* **Records provided**:
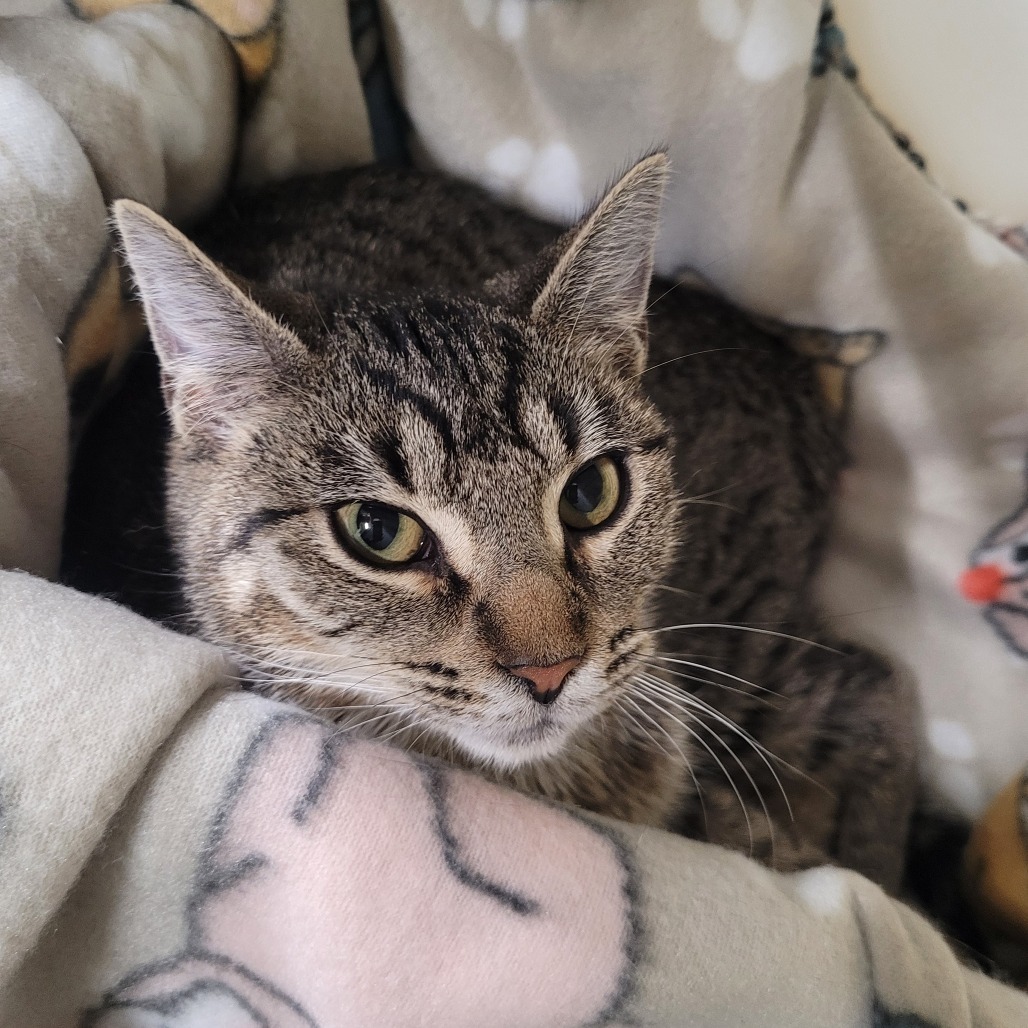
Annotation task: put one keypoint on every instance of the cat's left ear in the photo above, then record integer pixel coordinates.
(599, 287)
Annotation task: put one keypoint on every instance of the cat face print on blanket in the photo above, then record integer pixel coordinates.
(997, 579)
(296, 920)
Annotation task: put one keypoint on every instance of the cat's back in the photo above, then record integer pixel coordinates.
(371, 230)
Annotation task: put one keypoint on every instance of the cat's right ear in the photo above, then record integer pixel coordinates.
(216, 346)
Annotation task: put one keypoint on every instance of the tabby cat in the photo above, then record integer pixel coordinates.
(421, 478)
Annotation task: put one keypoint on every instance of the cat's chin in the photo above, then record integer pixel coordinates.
(513, 749)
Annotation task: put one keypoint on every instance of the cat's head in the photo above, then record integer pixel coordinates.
(446, 513)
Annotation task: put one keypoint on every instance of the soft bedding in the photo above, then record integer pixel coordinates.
(177, 851)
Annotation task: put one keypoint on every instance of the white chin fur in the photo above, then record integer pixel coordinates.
(509, 755)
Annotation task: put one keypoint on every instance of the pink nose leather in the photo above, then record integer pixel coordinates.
(546, 681)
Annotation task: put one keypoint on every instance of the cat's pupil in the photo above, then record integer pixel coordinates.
(586, 489)
(377, 525)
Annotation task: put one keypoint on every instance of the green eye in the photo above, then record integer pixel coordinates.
(591, 494)
(380, 535)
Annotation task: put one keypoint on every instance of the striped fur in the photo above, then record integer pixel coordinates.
(399, 337)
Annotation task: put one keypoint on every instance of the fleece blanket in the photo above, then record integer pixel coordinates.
(177, 851)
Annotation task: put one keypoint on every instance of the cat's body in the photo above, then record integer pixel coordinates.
(470, 399)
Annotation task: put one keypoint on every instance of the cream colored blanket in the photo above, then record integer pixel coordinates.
(176, 852)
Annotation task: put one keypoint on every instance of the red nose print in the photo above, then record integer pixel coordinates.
(982, 584)
(545, 682)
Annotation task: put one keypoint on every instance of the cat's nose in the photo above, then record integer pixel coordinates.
(982, 584)
(545, 681)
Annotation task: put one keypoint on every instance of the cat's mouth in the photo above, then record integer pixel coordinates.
(510, 747)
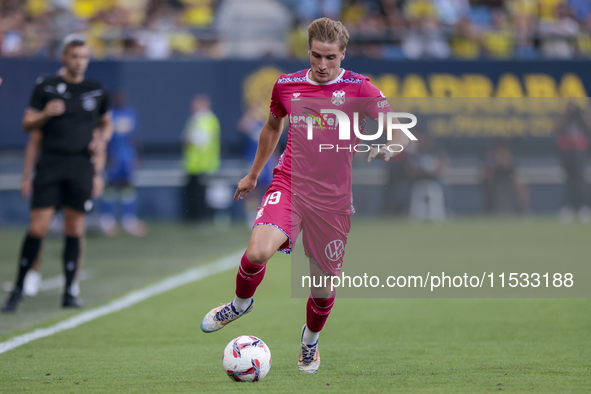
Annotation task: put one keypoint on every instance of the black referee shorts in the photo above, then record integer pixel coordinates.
(63, 180)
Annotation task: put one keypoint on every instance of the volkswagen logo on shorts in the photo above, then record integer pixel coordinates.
(334, 250)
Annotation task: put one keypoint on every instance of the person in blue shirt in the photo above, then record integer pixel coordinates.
(122, 157)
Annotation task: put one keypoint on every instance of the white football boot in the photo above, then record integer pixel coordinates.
(219, 317)
(309, 361)
(32, 283)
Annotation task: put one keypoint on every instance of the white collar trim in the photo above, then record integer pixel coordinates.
(325, 83)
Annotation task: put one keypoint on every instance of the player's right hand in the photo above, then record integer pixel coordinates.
(26, 187)
(55, 107)
(245, 186)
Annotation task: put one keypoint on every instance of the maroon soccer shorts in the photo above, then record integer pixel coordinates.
(324, 233)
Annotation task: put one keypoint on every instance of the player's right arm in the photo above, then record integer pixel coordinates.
(31, 154)
(268, 141)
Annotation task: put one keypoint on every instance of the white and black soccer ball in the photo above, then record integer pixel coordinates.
(246, 359)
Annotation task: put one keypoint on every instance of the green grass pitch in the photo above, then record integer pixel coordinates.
(368, 345)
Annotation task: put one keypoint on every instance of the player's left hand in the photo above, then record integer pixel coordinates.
(98, 186)
(245, 186)
(97, 146)
(379, 153)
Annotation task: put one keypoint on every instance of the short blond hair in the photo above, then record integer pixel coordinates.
(327, 30)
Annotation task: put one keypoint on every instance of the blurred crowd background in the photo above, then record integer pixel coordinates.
(524, 152)
(229, 29)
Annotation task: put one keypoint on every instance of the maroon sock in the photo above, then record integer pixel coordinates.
(249, 277)
(317, 311)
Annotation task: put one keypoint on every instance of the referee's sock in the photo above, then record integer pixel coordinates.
(71, 255)
(28, 255)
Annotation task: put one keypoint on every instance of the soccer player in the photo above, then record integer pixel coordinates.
(73, 116)
(121, 163)
(302, 195)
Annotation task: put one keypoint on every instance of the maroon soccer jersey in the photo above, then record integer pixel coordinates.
(322, 177)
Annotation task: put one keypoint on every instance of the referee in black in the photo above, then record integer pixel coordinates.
(73, 115)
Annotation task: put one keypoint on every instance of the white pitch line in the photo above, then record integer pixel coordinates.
(132, 298)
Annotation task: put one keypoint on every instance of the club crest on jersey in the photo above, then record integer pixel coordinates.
(338, 97)
(89, 103)
(335, 250)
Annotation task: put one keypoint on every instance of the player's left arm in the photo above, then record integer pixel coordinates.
(393, 147)
(102, 134)
(376, 102)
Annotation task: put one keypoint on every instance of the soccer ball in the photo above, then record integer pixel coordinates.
(246, 359)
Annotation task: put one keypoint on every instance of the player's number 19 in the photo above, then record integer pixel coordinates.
(272, 198)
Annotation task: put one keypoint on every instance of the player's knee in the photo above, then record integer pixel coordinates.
(74, 228)
(37, 230)
(259, 254)
(322, 292)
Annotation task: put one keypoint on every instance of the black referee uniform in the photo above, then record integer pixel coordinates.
(64, 172)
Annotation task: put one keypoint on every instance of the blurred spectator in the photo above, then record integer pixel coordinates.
(558, 31)
(572, 141)
(413, 29)
(498, 41)
(465, 41)
(504, 192)
(581, 9)
(122, 157)
(201, 152)
(396, 193)
(424, 38)
(424, 166)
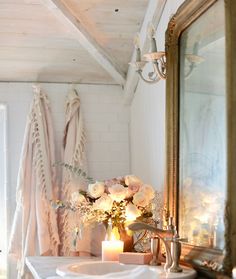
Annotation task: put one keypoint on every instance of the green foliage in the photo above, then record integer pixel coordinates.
(75, 170)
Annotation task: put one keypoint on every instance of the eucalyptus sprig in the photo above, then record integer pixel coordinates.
(75, 170)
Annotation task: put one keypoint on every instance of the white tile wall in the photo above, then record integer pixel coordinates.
(106, 121)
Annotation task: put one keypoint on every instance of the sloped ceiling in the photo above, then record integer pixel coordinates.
(84, 41)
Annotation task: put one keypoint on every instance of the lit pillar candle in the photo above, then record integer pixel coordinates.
(111, 250)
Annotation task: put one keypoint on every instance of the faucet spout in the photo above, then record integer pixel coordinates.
(162, 234)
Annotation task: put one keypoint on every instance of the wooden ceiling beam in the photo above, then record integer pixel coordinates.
(153, 15)
(86, 40)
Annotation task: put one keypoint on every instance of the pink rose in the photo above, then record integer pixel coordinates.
(117, 192)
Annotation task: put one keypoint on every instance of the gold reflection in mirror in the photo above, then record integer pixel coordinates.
(202, 140)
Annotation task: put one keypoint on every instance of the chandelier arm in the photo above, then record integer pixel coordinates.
(159, 72)
(150, 81)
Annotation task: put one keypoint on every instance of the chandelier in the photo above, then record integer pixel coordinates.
(156, 58)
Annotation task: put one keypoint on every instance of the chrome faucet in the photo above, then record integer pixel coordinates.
(160, 233)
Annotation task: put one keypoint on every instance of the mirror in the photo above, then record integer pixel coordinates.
(202, 126)
(199, 146)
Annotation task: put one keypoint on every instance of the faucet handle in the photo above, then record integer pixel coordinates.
(176, 252)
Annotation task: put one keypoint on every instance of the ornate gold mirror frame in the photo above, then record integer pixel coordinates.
(209, 261)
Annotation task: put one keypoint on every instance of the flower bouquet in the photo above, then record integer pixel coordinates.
(115, 202)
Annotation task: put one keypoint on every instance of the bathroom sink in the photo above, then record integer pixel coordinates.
(101, 269)
(94, 268)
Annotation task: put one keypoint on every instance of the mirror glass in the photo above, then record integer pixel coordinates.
(202, 138)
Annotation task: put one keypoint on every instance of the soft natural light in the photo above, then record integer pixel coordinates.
(3, 258)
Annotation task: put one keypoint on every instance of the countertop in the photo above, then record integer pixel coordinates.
(43, 267)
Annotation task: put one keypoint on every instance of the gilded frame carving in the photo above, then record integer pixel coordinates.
(204, 259)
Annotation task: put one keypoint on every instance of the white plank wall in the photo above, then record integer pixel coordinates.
(106, 121)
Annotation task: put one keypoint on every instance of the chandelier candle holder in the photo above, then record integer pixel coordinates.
(156, 58)
(111, 249)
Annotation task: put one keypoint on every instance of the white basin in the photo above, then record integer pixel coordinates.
(93, 268)
(101, 269)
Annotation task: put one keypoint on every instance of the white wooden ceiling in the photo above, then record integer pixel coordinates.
(84, 41)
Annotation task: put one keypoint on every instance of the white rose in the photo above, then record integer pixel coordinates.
(96, 190)
(148, 190)
(77, 198)
(132, 180)
(131, 212)
(104, 203)
(118, 192)
(141, 199)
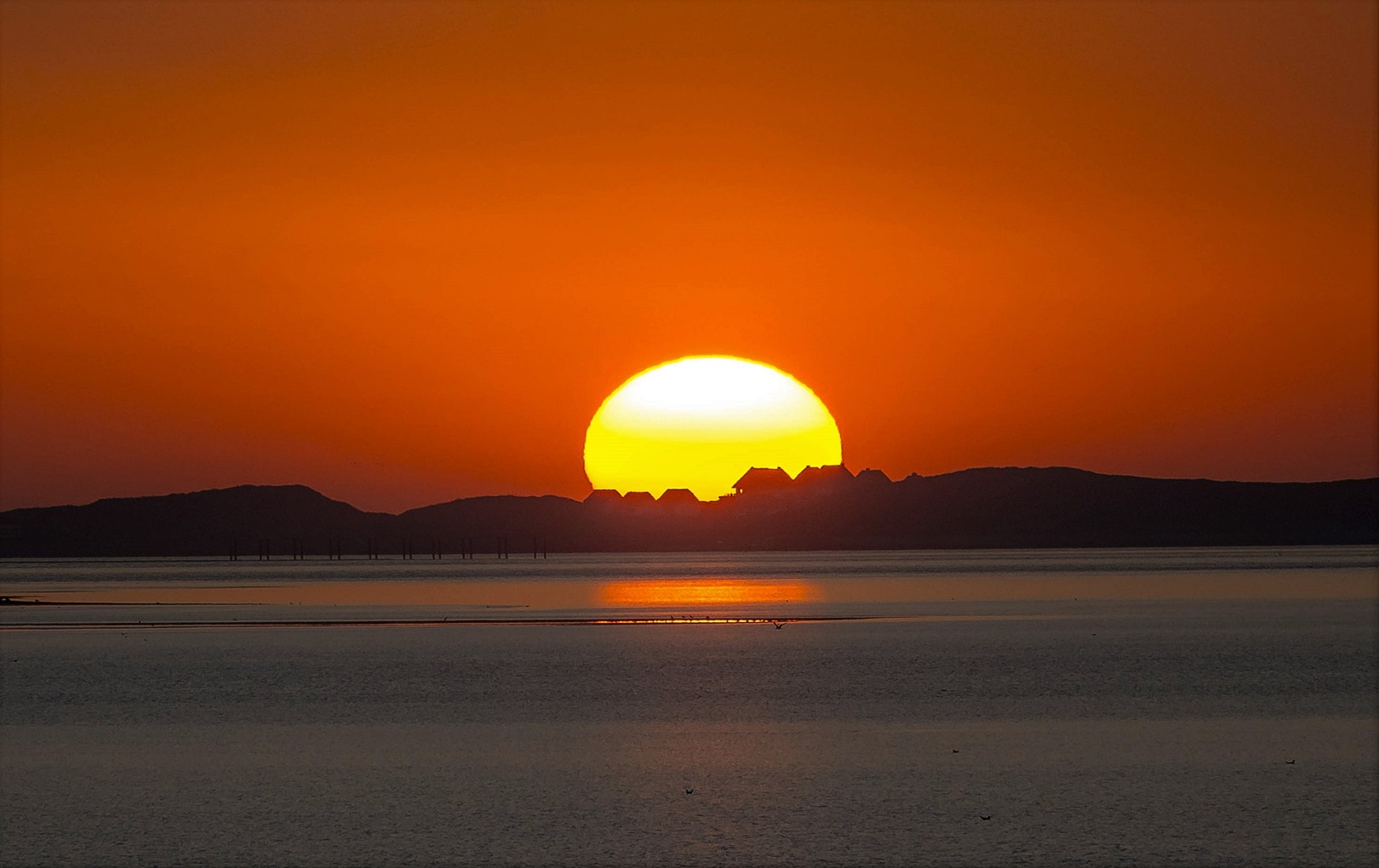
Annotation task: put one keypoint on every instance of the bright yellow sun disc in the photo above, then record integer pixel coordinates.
(701, 422)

* **Short problem**: Your copy should consist only of the lines from the line holding "the white basin" through the final line of the listing above, both included, with all pictures omitted.

* **Exercise output**:
Annotation task: put one keypoint on every instance of the white basin in the photo above, then record integer pixel coordinates.
(93, 268)
(101, 269)
Annotation task: put one keypoint on every instance of the white wooden ceiling in the photo above, then record integer pixel coordinates.
(84, 41)
Annotation task: put one keypoint on every instance of the white rose in the photo above, then record integer pixel coordinates.
(96, 190)
(148, 190)
(77, 198)
(132, 180)
(131, 212)
(104, 203)
(118, 192)
(141, 199)
Annotation task: put one keypoint on every instance of the bright yellow sun disc in the photo above, then record integer pixel coordinates.
(701, 422)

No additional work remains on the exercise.